━━ Exercise input ━━

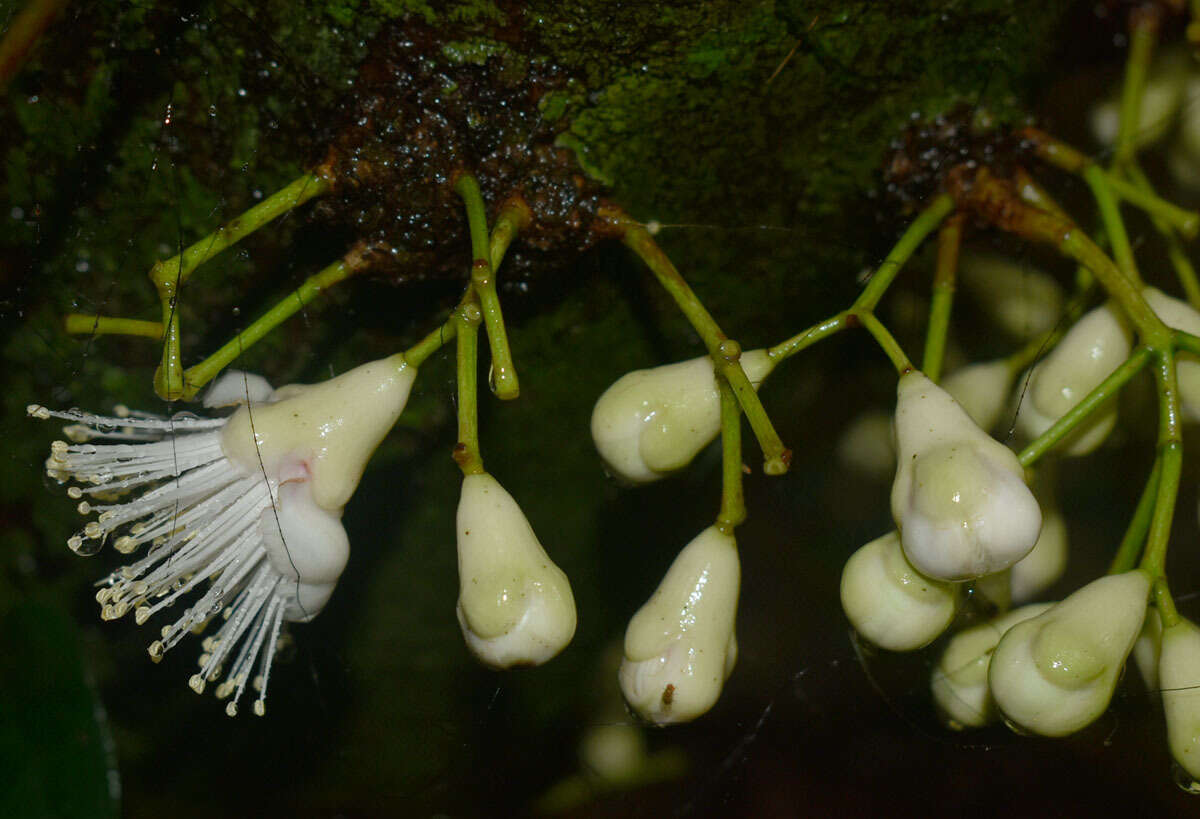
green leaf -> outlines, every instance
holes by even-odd
[[[0,620],[0,816],[119,814],[107,717],[56,606],[25,602]]]

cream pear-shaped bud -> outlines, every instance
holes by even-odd
[[[1130,345],[1129,328],[1115,305],[1084,314],[1022,383],[1017,425],[1030,438],[1041,435],[1125,362]],[[1104,442],[1116,423],[1117,403],[1109,401],[1064,438],[1059,449],[1067,455],[1086,455]]]
[[[1144,289],[1142,296],[1163,324],[1185,333],[1200,335],[1200,311],[1186,301],[1172,298],[1155,287]],[[1192,353],[1180,352],[1175,360],[1183,411],[1190,420],[1200,421],[1200,359]]]
[[[950,638],[933,670],[930,688],[951,728],[979,728],[999,719],[987,681],[992,651],[1006,631],[1052,605],[1021,606]]]
[[[1179,52],[1164,54],[1155,61],[1142,90],[1134,143],[1146,147],[1158,142],[1170,130],[1183,102],[1187,78],[1187,59]],[[1088,117],[1092,136],[1101,145],[1116,142],[1121,124],[1120,99],[1113,97],[1094,106]]]
[[[988,669],[1005,718],[1057,737],[1103,714],[1141,630],[1149,592],[1150,576],[1140,569],[1108,575],[1005,632]]]
[[[1146,620],[1142,631],[1133,643],[1133,662],[1147,691],[1158,690],[1158,658],[1162,653],[1162,617],[1158,609],[1146,609]]]
[[[757,389],[775,368],[766,350],[741,354]],[[604,391],[592,410],[592,439],[609,471],[649,483],[692,462],[721,430],[721,401],[709,356],[634,370]]]
[[[1188,55],[1181,50],[1165,52],[1154,60],[1141,92],[1138,131],[1134,133],[1134,143],[1138,147],[1144,148],[1158,142],[1174,124],[1175,115],[1180,112],[1184,100],[1184,91],[1189,85],[1189,62]],[[1189,107],[1183,106],[1184,118]],[[1115,94],[1093,106],[1088,122],[1097,142],[1102,145],[1115,143],[1121,127],[1120,96]]]
[[[918,572],[900,535],[888,532],[860,548],[842,569],[842,610],[854,629],[888,651],[915,651],[950,626],[958,586]]]
[[[1158,661],[1167,744],[1192,779],[1200,779],[1200,628],[1179,620],[1162,633]]]
[[[1062,318],[1062,286],[1027,262],[963,253],[958,278],[979,308],[1017,339],[1044,333]]]
[[[1042,513],[1017,456],[918,370],[897,388],[896,453],[892,517],[917,571],[969,580],[1029,554]]]
[[[270,401],[274,388],[257,373],[225,370],[204,391],[205,407],[232,407],[238,404],[259,404]]]
[[[1000,420],[1012,389],[1012,366],[1006,359],[970,364],[942,379],[942,389],[958,402],[982,430]]]
[[[1196,106],[1188,106],[1191,111],[1196,110]],[[1185,127],[1187,118],[1184,118]],[[1200,118],[1195,126],[1200,128]],[[1195,191],[1200,188],[1200,156],[1193,154],[1192,151],[1183,145],[1182,140],[1175,140],[1167,148],[1166,152],[1167,171],[1171,174],[1171,179],[1182,188]]]
[[[575,635],[575,598],[562,569],[499,482],[463,478],[458,501],[458,623],[493,668],[541,665]]]
[[[1180,149],[1192,162],[1200,162],[1200,111],[1196,106],[1196,100],[1200,99],[1200,77],[1188,77],[1183,86],[1183,98],[1186,104],[1180,110],[1179,139],[1173,147]]]
[[[1167,149],[1167,170],[1185,188],[1200,188],[1200,77],[1190,77],[1184,87],[1184,99],[1179,117],[1179,136]]]
[[[1043,510],[1042,531],[1033,551],[1009,572],[1012,602],[1028,603],[1053,586],[1067,570],[1067,523],[1057,509]]]
[[[867,410],[843,430],[837,445],[838,462],[870,478],[884,480],[896,474],[896,442],[892,416]]]
[[[740,582],[737,541],[710,526],[683,547],[633,615],[617,676],[643,719],[687,722],[716,703],[737,662]]]
[[[304,470],[313,503],[340,515],[416,378],[416,367],[393,357],[319,384],[280,387],[270,403],[240,407],[221,446],[229,460],[253,473],[282,475],[281,482],[289,464]]]

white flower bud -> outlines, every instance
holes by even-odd
[[[896,451],[892,517],[917,571],[968,580],[1029,554],[1042,513],[1017,456],[918,370],[897,388]]]
[[[1133,644],[1133,661],[1147,691],[1158,690],[1158,658],[1162,653],[1162,617],[1158,609],[1146,609],[1146,620],[1142,623],[1142,631]]]
[[[963,253],[958,278],[980,309],[1017,339],[1044,333],[1062,317],[1062,287],[1028,263],[990,253]]]
[[[1185,333],[1200,335],[1200,312],[1186,301],[1172,298],[1155,287],[1147,287],[1142,291],[1142,296],[1163,324]],[[1179,353],[1175,360],[1183,411],[1190,420],[1200,421],[1200,360],[1192,353],[1184,352]]]
[[[954,619],[958,587],[932,580],[904,558],[888,532],[860,548],[842,569],[842,609],[863,637],[888,651],[914,651]]]
[[[1189,111],[1196,111],[1196,106],[1188,106]],[[1194,114],[1193,114],[1194,115]],[[1200,121],[1195,126],[1200,129]],[[1184,118],[1184,129],[1188,129],[1187,118]],[[1167,171],[1171,179],[1182,188],[1195,191],[1200,188],[1200,157],[1177,139],[1167,148]]]
[[[1197,110],[1196,106],[1196,100],[1200,99],[1200,77],[1188,78],[1184,84],[1183,97],[1187,104],[1180,112],[1179,139],[1176,140],[1176,146],[1189,160],[1196,163],[1200,162],[1200,110]]]
[[[1163,630],[1158,677],[1171,756],[1200,779],[1200,628],[1180,620]]]
[[[1187,70],[1186,58],[1178,52],[1165,54],[1155,61],[1146,78],[1138,112],[1134,143],[1139,148],[1154,144],[1170,129],[1183,102]],[[1101,145],[1112,145],[1117,140],[1121,123],[1120,98],[1114,96],[1096,105],[1088,119],[1096,141]]]
[[[1067,523],[1057,509],[1042,515],[1042,532],[1033,551],[1013,564],[1012,601],[1027,603],[1053,586],[1067,570]]]
[[[1012,380],[1012,367],[1001,358],[955,370],[942,379],[942,389],[950,393],[980,429],[989,430],[1000,420]]]
[[[868,410],[842,432],[837,445],[843,466],[879,480],[896,472],[896,444],[892,440],[892,416]]]
[[[741,356],[756,389],[775,363],[766,350]],[[600,457],[629,483],[649,483],[682,469],[720,430],[720,393],[708,356],[626,373],[592,410]]]
[[[458,623],[493,668],[541,665],[575,634],[575,598],[521,507],[484,472],[458,502]]]
[[[1129,358],[1131,336],[1118,308],[1104,304],[1086,313],[1058,346],[1033,368],[1017,424],[1030,438],[1048,430]],[[1117,423],[1117,402],[1092,413],[1058,445],[1067,455],[1086,455],[1104,442]]]
[[[272,392],[270,382],[257,373],[225,370],[208,385],[203,403],[209,408],[260,404],[269,400]]]
[[[416,378],[416,367],[384,358],[319,384],[280,387],[271,403],[239,408],[221,446],[231,461],[281,483],[289,462],[306,470],[313,502],[340,515]]]
[[[933,699],[951,728],[979,728],[999,719],[988,689],[992,651],[1006,631],[1045,612],[1052,603],[1034,603],[955,634],[933,670]]]
[[[1109,575],[1005,632],[988,670],[1005,718],[1057,737],[1103,714],[1142,627],[1149,591],[1144,571]]]
[[[666,725],[712,708],[737,662],[740,582],[737,542],[710,526],[683,547],[633,615],[618,678],[642,718]]]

━━━

**Your instructions:** Output all the data above verbatim, leaving out images.

**Finished task:**
green leaf -> outlines, every instance
holes by even-odd
[[[0,620],[0,816],[119,814],[107,717],[56,606],[25,602]]]

cream pear-shaped bud -> outlines, every instance
holes by even-odd
[[[1130,345],[1129,328],[1115,305],[1084,314],[1022,383],[1017,425],[1030,438],[1041,435],[1125,362]],[[1104,442],[1116,423],[1117,403],[1109,401],[1064,438],[1059,449],[1067,455],[1086,455]]]
[[[1144,289],[1142,296],[1163,324],[1185,333],[1200,335],[1200,311],[1186,301],[1172,298],[1155,287]],[[1192,353],[1180,352],[1175,360],[1183,411],[1190,420],[1200,421],[1200,359]]]
[[[950,638],[933,670],[930,688],[951,728],[979,728],[999,719],[987,681],[992,651],[1006,631],[1052,605],[1021,606]]]
[[[1179,52],[1164,54],[1155,61],[1142,90],[1134,143],[1146,147],[1158,142],[1170,130],[1183,102],[1187,78],[1187,59]],[[1088,117],[1092,136],[1101,145],[1116,142],[1121,124],[1120,99],[1113,97],[1094,106]]]
[[[988,669],[1005,718],[1057,737],[1103,714],[1141,630],[1149,592],[1150,576],[1140,569],[1108,575],[1005,632]]]
[[[1146,620],[1142,631],[1133,643],[1133,662],[1147,691],[1158,690],[1158,658],[1162,653],[1162,617],[1158,609],[1146,609]]]
[[[757,389],[775,368],[766,350],[741,354]],[[604,391],[592,410],[592,439],[609,471],[649,483],[692,462],[721,430],[721,401],[709,356],[634,370]]]
[[[1188,55],[1181,50],[1165,52],[1154,60],[1141,92],[1138,131],[1134,133],[1134,143],[1138,147],[1144,148],[1158,142],[1174,124],[1175,115],[1180,112],[1184,100],[1184,91],[1189,85],[1189,62]],[[1189,107],[1183,106],[1184,118]],[[1115,94],[1093,106],[1088,122],[1097,142],[1102,145],[1115,143],[1121,127],[1120,96]]]
[[[918,572],[900,535],[888,532],[860,548],[842,569],[842,610],[854,629],[888,651],[915,651],[950,626],[958,586]]]
[[[1158,661],[1167,744],[1192,779],[1200,779],[1200,628],[1179,620],[1162,633]]]
[[[1062,318],[1062,286],[1027,262],[963,253],[958,278],[979,308],[1017,339],[1044,333]]]
[[[1042,513],[1017,456],[918,370],[897,388],[896,453],[892,517],[917,571],[969,580],[1029,554]]]
[[[270,401],[274,388],[257,373],[225,370],[204,391],[205,407],[232,407],[238,404],[259,404]]]
[[[1000,420],[1012,389],[1012,366],[1006,359],[970,364],[942,379],[942,389],[958,402],[982,430]]]
[[[1196,106],[1188,106],[1191,111],[1196,110]],[[1185,127],[1187,118],[1184,118]],[[1200,118],[1195,126],[1200,128]],[[1195,191],[1200,188],[1200,156],[1193,154],[1192,151],[1183,145],[1182,140],[1175,140],[1167,148],[1166,152],[1167,171],[1171,174],[1171,179],[1182,188]]]
[[[575,635],[575,598],[562,569],[499,482],[463,478],[458,501],[458,623],[493,668],[541,665]]]
[[[1180,149],[1192,162],[1200,162],[1200,111],[1196,106],[1196,100],[1200,99],[1200,77],[1188,77],[1183,86],[1183,98],[1186,104],[1180,110],[1179,139],[1173,147]]]
[[[1167,149],[1167,170],[1185,188],[1200,188],[1200,77],[1190,77],[1184,87],[1184,99],[1179,117],[1179,136]]]
[[[1043,510],[1042,531],[1033,551],[1009,572],[1012,602],[1028,603],[1053,586],[1067,570],[1067,523],[1057,509]]]
[[[867,410],[843,430],[837,445],[838,462],[870,478],[884,480],[896,474],[896,442],[892,416]]]
[[[740,582],[737,541],[710,526],[683,547],[633,615],[617,676],[643,719],[687,722],[716,703],[737,662]]]
[[[304,470],[313,503],[340,515],[416,378],[416,367],[393,357],[319,384],[280,387],[270,403],[240,407],[221,446],[229,460],[253,473],[282,475],[281,482],[289,464]]]

white flower bud -> outlines, every instance
holes by even-odd
[[[896,451],[892,517],[917,571],[968,580],[1029,554],[1042,513],[1017,456],[918,370],[897,388]]]
[[[1133,644],[1133,661],[1147,691],[1158,690],[1158,658],[1162,653],[1162,617],[1158,609],[1146,609],[1146,620],[1142,623],[1142,631]]]
[[[963,253],[958,278],[980,309],[1017,339],[1044,333],[1062,317],[1062,287],[1028,263],[990,253]]]
[[[1185,333],[1200,335],[1200,312],[1186,301],[1172,298],[1155,287],[1147,287],[1142,291],[1142,296],[1163,324]],[[1179,353],[1175,360],[1183,411],[1190,420],[1200,421],[1200,360],[1192,353],[1184,352]]]
[[[954,619],[958,587],[932,580],[904,558],[888,532],[860,548],[842,569],[842,609],[863,637],[888,651],[914,651]]]
[[[1189,111],[1196,111],[1196,106],[1188,106]],[[1194,114],[1193,114],[1194,115]],[[1200,121],[1195,126],[1200,129]],[[1184,118],[1184,129],[1188,129],[1187,118]],[[1167,171],[1171,179],[1182,188],[1195,191],[1200,188],[1200,157],[1177,139],[1167,148]]]
[[[1197,110],[1196,106],[1196,100],[1200,99],[1200,77],[1188,78],[1184,84],[1183,97],[1187,104],[1180,112],[1179,139],[1176,140],[1176,146],[1189,160],[1196,163],[1200,162],[1200,110]]]
[[[1163,630],[1158,677],[1171,756],[1200,779],[1200,628],[1180,620]]]
[[[1187,70],[1186,58],[1178,52],[1165,54],[1155,61],[1146,78],[1138,112],[1134,143],[1139,148],[1154,144],[1170,129],[1183,102]],[[1101,145],[1112,145],[1117,140],[1121,123],[1120,98],[1114,96],[1096,105],[1088,119],[1096,141]]]
[[[1067,523],[1057,509],[1042,515],[1042,532],[1033,551],[1013,564],[1012,601],[1027,603],[1053,586],[1067,570]]]
[[[1012,380],[1012,367],[1001,358],[955,370],[942,379],[942,389],[950,393],[980,429],[989,430],[1000,420]]]
[[[868,410],[842,432],[837,445],[843,466],[879,480],[896,472],[896,444],[892,440],[892,416]]]
[[[741,356],[756,389],[775,363],[766,350]],[[600,457],[629,483],[649,483],[682,469],[720,430],[720,393],[708,356],[626,373],[592,410]]]
[[[458,623],[493,668],[541,665],[575,634],[575,598],[521,507],[484,472],[458,502]]]
[[[1129,358],[1131,336],[1118,308],[1104,304],[1086,313],[1058,346],[1033,368],[1017,424],[1030,438],[1048,430]],[[1117,423],[1117,402],[1092,413],[1058,445],[1067,455],[1086,455],[1104,442]]]
[[[272,392],[270,382],[257,373],[225,370],[208,385],[203,403],[209,408],[260,404],[269,400]]]
[[[416,378],[416,367],[384,358],[319,384],[280,387],[271,403],[239,408],[221,446],[231,461],[281,483],[289,462],[306,470],[313,502],[340,515]]]
[[[933,699],[951,728],[979,728],[999,719],[988,689],[992,651],[1006,631],[1045,612],[1052,603],[1034,603],[955,634],[933,670]]]
[[[1109,575],[1005,632],[988,670],[1005,718],[1057,737],[1103,714],[1142,627],[1149,591],[1144,571]]]
[[[666,725],[712,708],[737,662],[740,582],[737,542],[710,526],[683,547],[633,615],[618,678],[642,718]]]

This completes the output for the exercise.